[Saved data entries]
━━━━━━━━

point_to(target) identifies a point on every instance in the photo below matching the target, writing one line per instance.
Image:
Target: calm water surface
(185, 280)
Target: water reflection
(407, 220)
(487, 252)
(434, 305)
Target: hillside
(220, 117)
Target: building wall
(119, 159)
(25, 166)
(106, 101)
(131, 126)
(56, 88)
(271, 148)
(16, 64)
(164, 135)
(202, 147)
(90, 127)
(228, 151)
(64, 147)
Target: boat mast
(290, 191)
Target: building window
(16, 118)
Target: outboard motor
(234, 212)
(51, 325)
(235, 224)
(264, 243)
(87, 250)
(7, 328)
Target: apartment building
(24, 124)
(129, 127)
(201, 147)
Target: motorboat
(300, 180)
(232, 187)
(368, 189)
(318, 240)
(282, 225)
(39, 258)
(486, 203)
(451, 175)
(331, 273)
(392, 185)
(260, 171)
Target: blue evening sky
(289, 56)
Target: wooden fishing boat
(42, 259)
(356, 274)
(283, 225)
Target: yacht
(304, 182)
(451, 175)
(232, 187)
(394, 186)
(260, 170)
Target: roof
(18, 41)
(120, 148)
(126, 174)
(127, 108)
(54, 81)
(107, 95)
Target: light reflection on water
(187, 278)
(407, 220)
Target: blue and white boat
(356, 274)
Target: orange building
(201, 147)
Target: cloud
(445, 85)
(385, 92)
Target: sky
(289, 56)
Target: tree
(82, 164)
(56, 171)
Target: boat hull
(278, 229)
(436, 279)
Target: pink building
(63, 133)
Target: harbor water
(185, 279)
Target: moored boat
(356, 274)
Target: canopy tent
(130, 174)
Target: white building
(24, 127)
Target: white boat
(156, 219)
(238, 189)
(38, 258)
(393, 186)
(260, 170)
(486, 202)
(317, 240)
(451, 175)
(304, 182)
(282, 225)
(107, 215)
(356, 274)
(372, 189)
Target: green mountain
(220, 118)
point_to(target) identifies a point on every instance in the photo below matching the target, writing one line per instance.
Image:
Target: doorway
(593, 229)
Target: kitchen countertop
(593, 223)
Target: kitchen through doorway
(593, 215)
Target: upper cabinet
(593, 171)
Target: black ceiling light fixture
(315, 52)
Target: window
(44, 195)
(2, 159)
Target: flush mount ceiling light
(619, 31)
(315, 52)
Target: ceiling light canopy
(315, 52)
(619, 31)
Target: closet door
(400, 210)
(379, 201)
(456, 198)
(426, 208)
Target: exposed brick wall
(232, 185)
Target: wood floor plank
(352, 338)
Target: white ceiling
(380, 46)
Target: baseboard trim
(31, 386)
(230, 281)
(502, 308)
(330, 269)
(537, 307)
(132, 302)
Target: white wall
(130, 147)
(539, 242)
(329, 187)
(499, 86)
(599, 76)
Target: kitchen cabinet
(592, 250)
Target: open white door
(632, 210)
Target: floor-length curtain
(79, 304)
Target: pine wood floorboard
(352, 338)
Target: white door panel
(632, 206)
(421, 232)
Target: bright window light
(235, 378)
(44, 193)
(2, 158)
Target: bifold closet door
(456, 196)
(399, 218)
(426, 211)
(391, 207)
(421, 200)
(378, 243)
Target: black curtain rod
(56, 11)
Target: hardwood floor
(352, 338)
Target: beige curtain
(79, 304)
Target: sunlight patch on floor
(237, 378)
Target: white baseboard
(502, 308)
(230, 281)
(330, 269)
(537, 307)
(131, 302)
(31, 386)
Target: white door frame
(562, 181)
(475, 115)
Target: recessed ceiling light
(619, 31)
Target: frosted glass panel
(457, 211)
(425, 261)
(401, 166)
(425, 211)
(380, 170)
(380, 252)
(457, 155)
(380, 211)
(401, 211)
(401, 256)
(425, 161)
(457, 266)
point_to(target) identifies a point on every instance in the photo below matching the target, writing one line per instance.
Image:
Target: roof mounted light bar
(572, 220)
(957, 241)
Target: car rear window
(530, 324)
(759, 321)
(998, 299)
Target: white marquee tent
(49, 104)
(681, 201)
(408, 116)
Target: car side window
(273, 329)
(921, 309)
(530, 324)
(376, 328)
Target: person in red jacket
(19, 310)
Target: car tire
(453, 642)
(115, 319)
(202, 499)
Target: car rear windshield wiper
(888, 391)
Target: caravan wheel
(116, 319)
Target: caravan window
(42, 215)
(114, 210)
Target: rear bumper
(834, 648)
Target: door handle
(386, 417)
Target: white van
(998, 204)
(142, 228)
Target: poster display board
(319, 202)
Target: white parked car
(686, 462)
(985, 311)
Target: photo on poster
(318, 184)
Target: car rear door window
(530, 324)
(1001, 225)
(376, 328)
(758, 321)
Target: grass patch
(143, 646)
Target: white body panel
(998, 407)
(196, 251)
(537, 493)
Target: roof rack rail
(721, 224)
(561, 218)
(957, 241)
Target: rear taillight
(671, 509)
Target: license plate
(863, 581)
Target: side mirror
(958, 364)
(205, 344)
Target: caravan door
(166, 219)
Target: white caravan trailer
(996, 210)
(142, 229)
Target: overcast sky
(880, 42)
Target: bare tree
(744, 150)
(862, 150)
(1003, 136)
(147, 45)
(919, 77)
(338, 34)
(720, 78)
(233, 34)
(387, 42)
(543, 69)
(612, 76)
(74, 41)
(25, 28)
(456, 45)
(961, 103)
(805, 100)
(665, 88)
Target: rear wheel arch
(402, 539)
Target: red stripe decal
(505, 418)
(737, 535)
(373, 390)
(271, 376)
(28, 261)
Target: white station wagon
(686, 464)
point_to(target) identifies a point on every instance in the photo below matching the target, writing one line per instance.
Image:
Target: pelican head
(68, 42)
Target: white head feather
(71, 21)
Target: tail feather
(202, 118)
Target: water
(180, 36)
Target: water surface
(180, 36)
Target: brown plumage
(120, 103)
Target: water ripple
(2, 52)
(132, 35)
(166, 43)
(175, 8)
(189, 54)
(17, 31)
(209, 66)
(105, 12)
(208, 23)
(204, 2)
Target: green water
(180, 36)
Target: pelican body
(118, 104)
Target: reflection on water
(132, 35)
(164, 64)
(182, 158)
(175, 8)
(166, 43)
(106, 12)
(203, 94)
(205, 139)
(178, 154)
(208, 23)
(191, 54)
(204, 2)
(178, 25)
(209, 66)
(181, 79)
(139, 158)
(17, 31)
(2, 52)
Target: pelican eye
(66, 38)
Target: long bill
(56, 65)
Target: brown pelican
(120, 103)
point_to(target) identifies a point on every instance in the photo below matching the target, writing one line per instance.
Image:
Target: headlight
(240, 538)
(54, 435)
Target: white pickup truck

━━━━━━━━

All of the records need to be transcribed exactly.

point_to(target) identifies a point on every instance in the photo below matching the target, writing one line per instance.
Image:
Target: calm water surface
(185, 280)
Target: water reflection
(407, 220)
(487, 252)
(434, 305)
Target: hillside
(220, 117)
Target: building wall
(119, 159)
(25, 166)
(106, 101)
(131, 126)
(56, 88)
(271, 148)
(16, 64)
(164, 135)
(202, 147)
(90, 127)
(228, 151)
(64, 147)
Target: boat mast
(290, 191)
Target: building window
(16, 118)
Target: outboard motor
(234, 212)
(51, 325)
(235, 224)
(264, 243)
(87, 250)
(7, 328)
Target: apartment building
(24, 124)
(129, 127)
(201, 147)
Target: motorboat
(300, 180)
(232, 187)
(368, 189)
(318, 240)
(282, 225)
(39, 258)
(486, 203)
(451, 175)
(331, 273)
(392, 185)
(260, 171)
Target: blue evening sky
(289, 56)
Target: wooden fishing boat
(42, 259)
(356, 274)
(283, 225)
Target: yacht
(304, 182)
(451, 175)
(232, 187)
(394, 186)
(260, 170)
Target: roof
(18, 41)
(120, 148)
(126, 174)
(127, 108)
(54, 81)
(107, 95)
Target: light reflection on water
(187, 278)
(407, 220)
Target: blue and white boat
(356, 274)
Target: orange building
(201, 147)
Target: cloud
(445, 85)
(385, 92)
Target: sky
(289, 56)
Target: tree
(82, 164)
(56, 171)
Target: boat hull
(278, 229)
(436, 279)
Target: pink building
(63, 133)
Target: harbor water
(185, 279)
Target: moored boat
(356, 274)
Target: canopy tent
(130, 174)
Target: white building
(24, 127)
Target: white boat
(156, 219)
(238, 189)
(38, 258)
(393, 186)
(260, 170)
(486, 202)
(317, 240)
(451, 175)
(304, 182)
(282, 225)
(107, 215)
(356, 274)
(372, 189)
Target: green mountain
(220, 118)
point_to(target) identifies a point on every instance in the photo below matching the target, writing one line per instance.
Image:
Target: doorway
(593, 229)
Target: kitchen countertop
(593, 223)
Target: kitchen through doorway
(593, 215)
Target: upper cabinet
(593, 171)
Target: black ceiling light fixture
(315, 52)
Target: window
(44, 195)
(2, 159)
Target: flush mount ceiling light
(619, 31)
(315, 52)
Target: ceiling light canopy
(315, 52)
(619, 31)
Target: closet door
(400, 210)
(379, 201)
(456, 198)
(426, 208)
Target: exposed brick wall
(232, 185)
Target: wood floor plank
(352, 338)
Target: white ceiling
(380, 46)
Target: baseboard trim
(31, 386)
(230, 281)
(502, 308)
(330, 269)
(537, 307)
(132, 302)
Target: white wall
(130, 147)
(539, 242)
(329, 187)
(499, 86)
(599, 76)
Target: kitchen cabinet
(592, 250)
Target: open white door
(632, 210)
Target: floor-length curtain
(79, 304)
Target: pine wood floorboard
(352, 338)
Target: white door panel
(632, 206)
(421, 232)
Target: bright window light
(235, 378)
(44, 193)
(2, 158)
Target: bifold closet door
(456, 196)
(399, 218)
(426, 211)
(391, 207)
(421, 200)
(378, 243)
Target: black curtain rod
(56, 11)
Target: hardwood floor
(352, 338)
Target: beige curtain
(79, 304)
Target: sunlight patch on floor
(237, 378)
Target: white baseboard
(502, 308)
(230, 281)
(330, 269)
(537, 307)
(131, 302)
(31, 386)
Target: white door frame
(562, 181)
(475, 115)
Target: recessed ceiling light
(619, 31)
Target: frosted glass panel
(457, 211)
(425, 261)
(401, 166)
(425, 211)
(380, 170)
(380, 252)
(457, 155)
(380, 211)
(401, 211)
(401, 256)
(425, 161)
(457, 266)
point_to(target) identifies a point on every instance in the photo below matching the target, writing one line per instance.
Image:
Target: roof mounted light bar
(572, 220)
(957, 241)
Target: car rear window
(530, 324)
(759, 321)
(998, 299)
Target: white marquee tent
(49, 104)
(681, 201)
(408, 116)
Target: car side window
(273, 329)
(921, 309)
(530, 324)
(376, 328)
Target: person in red jacket
(19, 310)
Target: car tire
(453, 642)
(115, 319)
(202, 499)
Target: car rear windshield wiper
(888, 391)
Target: caravan wheel
(116, 319)
Target: caravan window
(42, 215)
(114, 210)
Target: rear bumper
(834, 648)
Target: door handle
(386, 417)
Target: white van
(998, 204)
(142, 228)
Target: poster display board
(319, 202)
Target: white parked car
(686, 462)
(985, 311)
Target: photo on poster
(318, 184)
Target: car rear door window
(530, 324)
(1001, 225)
(376, 328)
(758, 321)
Target: grass patch
(143, 646)
Target: white body panel
(998, 407)
(196, 251)
(537, 493)
Target: roof rack rail
(721, 224)
(561, 218)
(957, 241)
Target: rear taillight
(671, 509)
Target: license plate
(863, 581)
Target: side mirror
(958, 364)
(205, 344)
Target: caravan door
(166, 219)
Target: white caravan trailer
(996, 210)
(142, 229)
Target: overcast sky
(880, 42)
Target: bare tree
(744, 150)
(862, 150)
(1003, 136)
(147, 45)
(919, 77)
(338, 34)
(720, 78)
(233, 34)
(387, 42)
(543, 69)
(612, 76)
(74, 41)
(25, 28)
(456, 45)
(961, 103)
(805, 100)
(665, 88)
Target: rear wheel arch
(402, 539)
Target: red stripe decal
(505, 418)
(737, 535)
(373, 390)
(271, 376)
(28, 261)
Target: white station wagon
(686, 464)
point_to(target) identifies a point on every instance in the photo below matching the target, writing one line per instance.
Image:
Target: pelican head
(68, 42)
Target: white head feather
(71, 21)
Target: tail feather
(202, 118)
Target: water
(180, 36)
Target: water surface
(180, 36)
Target: brown plumage
(120, 103)
Target: water ripple
(2, 52)
(132, 35)
(166, 43)
(175, 8)
(189, 54)
(17, 31)
(209, 66)
(105, 12)
(208, 23)
(204, 2)
Target: green water
(180, 36)
Target: pelican body
(118, 104)
Target: reflection on water
(132, 35)
(164, 64)
(182, 158)
(175, 8)
(166, 43)
(106, 12)
(203, 94)
(205, 139)
(178, 154)
(208, 23)
(191, 54)
(204, 2)
(178, 25)
(209, 66)
(181, 79)
(139, 158)
(17, 31)
(2, 52)
Target: pelican eye
(66, 38)
Target: long bill
(56, 65)
Target: brown pelican
(120, 103)
point_to(target) identifies a point on every instance in the photo below matching the target, writing one line per instance.
Image:
Target: headlight
(240, 538)
(54, 435)
Target: white pickup truck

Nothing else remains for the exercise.